Consigne: Recopiez sans rien changer le passage du débat parlementaire qui s'ouvre sur les mots « M. Charles de Courson. » et se clôt sur « vous aurez trompés. ».

Extrait étudié:
>>>
M. Charles de Courson. Une autre solution connue – qui vient d’être rappelée par l’un de nos collègues – serait de revenir à la solution Eckert première version, à savoir le 1er janvier 2012. Certes, cela n’est pas anticonstitutionnel, mais il n’en restera pas moins que pendant sept mois des heures supplémentaires auront été faites dans un cadre juridique que vous modifiez rétroactivement. Si cette rétroactivité n’est pas un problème s’agissant de l’impôt, il n’en va pas de même du point de vue des acteurs économiques, que vous aurez trompés.

La seule solution, monsieur le ministre, c’est le 1er janvier 2013.

M. Guy Geoffroy. Ou de renoncer à l’article 2.

M. Christian Jacob. Ce serait même mieux.
<<<
Données:
>>>
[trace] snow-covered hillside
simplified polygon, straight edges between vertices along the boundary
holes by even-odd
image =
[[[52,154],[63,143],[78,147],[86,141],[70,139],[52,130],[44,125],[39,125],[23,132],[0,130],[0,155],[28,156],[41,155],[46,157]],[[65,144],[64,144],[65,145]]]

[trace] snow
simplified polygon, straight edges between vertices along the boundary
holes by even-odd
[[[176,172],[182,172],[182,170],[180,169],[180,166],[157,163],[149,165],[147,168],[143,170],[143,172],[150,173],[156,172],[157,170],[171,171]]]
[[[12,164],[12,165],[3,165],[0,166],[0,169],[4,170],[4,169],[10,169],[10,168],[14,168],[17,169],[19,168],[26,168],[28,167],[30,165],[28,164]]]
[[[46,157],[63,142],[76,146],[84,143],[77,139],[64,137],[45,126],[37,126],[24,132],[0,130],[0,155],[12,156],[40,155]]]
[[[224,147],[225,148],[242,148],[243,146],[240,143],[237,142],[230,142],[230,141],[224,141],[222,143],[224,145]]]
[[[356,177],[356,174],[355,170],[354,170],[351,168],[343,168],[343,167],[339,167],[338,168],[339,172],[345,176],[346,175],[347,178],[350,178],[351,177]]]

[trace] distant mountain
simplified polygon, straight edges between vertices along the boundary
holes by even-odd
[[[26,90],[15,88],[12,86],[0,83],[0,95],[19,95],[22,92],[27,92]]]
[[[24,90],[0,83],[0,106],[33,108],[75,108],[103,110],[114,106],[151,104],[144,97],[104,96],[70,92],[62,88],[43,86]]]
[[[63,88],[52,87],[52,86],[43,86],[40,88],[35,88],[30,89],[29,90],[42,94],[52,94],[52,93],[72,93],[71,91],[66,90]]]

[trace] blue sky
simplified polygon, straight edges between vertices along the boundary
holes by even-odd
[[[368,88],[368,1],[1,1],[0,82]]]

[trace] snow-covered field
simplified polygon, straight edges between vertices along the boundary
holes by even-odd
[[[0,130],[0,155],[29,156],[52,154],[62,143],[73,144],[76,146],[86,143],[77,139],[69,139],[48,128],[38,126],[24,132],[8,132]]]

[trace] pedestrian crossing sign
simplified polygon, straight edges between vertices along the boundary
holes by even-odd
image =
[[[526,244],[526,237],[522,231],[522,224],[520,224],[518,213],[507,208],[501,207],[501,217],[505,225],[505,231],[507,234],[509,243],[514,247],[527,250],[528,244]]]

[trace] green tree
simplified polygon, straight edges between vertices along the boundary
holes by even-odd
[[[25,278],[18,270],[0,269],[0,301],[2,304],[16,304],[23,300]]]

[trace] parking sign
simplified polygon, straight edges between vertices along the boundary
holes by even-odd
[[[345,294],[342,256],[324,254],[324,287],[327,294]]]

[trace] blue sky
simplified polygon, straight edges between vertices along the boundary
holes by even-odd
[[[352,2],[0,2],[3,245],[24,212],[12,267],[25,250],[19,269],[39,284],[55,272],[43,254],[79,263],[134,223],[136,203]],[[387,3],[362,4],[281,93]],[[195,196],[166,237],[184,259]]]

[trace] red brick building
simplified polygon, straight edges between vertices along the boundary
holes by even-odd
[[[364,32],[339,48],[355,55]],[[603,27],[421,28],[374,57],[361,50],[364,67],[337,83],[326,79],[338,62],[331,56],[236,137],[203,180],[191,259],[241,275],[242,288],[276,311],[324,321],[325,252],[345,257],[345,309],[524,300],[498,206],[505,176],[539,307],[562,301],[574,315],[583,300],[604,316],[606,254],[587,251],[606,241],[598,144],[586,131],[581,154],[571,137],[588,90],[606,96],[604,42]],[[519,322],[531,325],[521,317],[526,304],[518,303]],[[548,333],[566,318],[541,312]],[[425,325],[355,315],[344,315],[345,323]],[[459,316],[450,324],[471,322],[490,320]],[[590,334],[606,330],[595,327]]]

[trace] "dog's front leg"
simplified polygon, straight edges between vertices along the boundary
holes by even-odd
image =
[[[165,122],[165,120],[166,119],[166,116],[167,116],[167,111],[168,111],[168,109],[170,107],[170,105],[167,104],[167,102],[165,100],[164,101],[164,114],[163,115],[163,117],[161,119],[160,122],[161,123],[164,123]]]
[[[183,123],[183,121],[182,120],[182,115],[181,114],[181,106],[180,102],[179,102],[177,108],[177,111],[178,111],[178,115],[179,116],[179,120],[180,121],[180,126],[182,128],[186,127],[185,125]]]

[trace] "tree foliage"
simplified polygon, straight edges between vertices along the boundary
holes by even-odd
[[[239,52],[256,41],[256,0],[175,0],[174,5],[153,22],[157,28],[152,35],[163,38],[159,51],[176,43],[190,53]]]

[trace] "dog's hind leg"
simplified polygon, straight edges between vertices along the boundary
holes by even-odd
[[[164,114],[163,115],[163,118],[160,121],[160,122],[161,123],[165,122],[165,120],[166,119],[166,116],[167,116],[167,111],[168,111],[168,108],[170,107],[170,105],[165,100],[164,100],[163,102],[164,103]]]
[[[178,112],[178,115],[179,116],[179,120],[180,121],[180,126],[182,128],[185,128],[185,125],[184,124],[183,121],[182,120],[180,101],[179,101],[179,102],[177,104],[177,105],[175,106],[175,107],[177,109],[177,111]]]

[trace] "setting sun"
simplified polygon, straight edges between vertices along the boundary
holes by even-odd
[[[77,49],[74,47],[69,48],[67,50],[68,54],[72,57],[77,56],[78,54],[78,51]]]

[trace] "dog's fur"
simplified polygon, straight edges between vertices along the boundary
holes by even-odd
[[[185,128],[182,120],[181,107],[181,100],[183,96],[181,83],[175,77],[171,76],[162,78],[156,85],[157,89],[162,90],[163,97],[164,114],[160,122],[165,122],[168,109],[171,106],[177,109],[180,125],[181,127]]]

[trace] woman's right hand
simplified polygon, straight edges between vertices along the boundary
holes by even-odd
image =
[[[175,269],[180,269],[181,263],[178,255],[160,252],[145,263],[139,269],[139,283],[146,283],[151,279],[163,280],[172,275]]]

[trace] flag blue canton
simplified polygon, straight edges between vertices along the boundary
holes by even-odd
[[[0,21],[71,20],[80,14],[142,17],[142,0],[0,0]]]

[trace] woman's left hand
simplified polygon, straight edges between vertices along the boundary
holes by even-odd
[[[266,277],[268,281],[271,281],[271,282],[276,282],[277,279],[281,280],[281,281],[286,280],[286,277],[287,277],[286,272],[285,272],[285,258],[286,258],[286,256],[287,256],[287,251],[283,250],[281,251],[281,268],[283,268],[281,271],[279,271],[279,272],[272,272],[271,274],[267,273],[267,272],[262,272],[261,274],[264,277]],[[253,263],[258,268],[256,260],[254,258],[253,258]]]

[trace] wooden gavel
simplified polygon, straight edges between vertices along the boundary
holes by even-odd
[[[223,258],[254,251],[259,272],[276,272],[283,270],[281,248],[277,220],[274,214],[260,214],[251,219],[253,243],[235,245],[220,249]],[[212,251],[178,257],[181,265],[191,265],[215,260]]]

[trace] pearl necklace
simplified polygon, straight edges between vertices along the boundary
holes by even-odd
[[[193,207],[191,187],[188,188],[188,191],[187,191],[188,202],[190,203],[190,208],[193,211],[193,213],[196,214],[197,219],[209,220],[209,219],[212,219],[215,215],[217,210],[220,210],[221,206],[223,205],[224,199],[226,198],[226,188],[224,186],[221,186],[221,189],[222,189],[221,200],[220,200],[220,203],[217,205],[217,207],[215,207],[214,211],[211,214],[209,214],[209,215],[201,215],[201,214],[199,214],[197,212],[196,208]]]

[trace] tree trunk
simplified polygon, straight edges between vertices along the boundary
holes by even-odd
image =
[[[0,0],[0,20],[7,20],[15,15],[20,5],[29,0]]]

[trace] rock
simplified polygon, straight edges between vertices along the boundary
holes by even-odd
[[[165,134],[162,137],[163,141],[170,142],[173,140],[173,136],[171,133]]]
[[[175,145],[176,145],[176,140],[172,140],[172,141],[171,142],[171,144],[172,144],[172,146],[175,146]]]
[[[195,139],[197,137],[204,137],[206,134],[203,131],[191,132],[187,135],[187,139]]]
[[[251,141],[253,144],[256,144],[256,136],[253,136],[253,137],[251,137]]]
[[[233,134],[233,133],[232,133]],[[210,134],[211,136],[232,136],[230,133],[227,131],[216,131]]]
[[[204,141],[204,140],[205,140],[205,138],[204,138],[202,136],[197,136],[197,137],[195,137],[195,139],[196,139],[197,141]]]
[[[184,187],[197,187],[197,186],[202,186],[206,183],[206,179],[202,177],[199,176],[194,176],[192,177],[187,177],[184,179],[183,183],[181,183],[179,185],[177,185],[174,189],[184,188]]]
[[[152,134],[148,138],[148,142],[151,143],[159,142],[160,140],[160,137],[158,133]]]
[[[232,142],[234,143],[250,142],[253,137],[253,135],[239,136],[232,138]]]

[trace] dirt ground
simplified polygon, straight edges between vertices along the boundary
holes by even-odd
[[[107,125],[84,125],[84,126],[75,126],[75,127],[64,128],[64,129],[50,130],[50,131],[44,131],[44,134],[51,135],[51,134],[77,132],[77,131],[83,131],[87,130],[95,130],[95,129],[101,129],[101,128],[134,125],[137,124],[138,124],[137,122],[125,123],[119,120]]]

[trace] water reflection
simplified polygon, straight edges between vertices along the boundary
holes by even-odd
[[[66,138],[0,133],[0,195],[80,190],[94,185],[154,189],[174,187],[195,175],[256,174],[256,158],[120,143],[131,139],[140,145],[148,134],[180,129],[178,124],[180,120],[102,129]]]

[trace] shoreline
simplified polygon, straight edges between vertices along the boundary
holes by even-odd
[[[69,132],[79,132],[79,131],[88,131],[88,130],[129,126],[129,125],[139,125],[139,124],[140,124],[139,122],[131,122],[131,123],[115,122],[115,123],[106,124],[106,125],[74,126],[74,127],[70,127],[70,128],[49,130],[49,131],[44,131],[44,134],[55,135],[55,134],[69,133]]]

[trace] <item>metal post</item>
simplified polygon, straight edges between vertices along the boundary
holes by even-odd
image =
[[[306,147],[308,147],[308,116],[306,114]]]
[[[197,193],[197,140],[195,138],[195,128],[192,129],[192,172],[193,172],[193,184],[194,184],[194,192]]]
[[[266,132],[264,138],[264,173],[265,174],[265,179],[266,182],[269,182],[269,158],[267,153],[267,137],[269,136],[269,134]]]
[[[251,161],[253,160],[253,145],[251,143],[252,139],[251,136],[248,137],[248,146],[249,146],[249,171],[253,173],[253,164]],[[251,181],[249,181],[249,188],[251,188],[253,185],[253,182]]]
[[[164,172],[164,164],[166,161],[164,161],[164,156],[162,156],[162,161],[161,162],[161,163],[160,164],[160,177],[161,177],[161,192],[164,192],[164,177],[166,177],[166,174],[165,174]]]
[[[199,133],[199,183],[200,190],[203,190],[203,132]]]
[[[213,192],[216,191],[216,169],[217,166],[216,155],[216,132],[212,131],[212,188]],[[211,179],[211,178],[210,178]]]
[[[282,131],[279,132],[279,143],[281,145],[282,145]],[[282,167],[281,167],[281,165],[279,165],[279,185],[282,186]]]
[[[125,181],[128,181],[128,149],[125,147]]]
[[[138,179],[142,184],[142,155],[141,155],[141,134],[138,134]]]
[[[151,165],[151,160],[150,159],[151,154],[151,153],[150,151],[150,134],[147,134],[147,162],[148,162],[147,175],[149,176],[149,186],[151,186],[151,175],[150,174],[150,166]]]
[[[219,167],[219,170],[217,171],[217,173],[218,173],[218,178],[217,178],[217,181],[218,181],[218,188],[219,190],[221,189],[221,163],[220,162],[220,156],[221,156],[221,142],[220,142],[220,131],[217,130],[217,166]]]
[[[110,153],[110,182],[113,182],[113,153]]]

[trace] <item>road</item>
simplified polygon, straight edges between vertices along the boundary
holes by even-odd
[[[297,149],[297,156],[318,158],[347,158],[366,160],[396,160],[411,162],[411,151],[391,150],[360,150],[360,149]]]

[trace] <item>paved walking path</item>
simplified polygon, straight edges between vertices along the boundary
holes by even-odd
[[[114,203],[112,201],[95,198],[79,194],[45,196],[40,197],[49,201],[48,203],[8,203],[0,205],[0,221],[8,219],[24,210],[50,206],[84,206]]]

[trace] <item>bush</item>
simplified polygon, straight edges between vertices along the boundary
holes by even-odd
<<<
Corrigé:
M. Charles de Courson. Une autre solution connue – qui vient d’être rappelée par l’un de nos collègues – serait de revenir à la solution Eckert première version, à savoir le 1er janvier 2012. Certes, cela n’est pas anticonstitutionnel, mais il n’en restera pas moins que pendant sept mois des heures supplémentaires auront été faites dans un cadre juridique que vous modifiez rétroactivement. Si cette rétroactivité n’est pas un problème s’agissant de l’impôt, il n’en va pas de même du point de vue des acteurs économiques, que vous aurez trompés.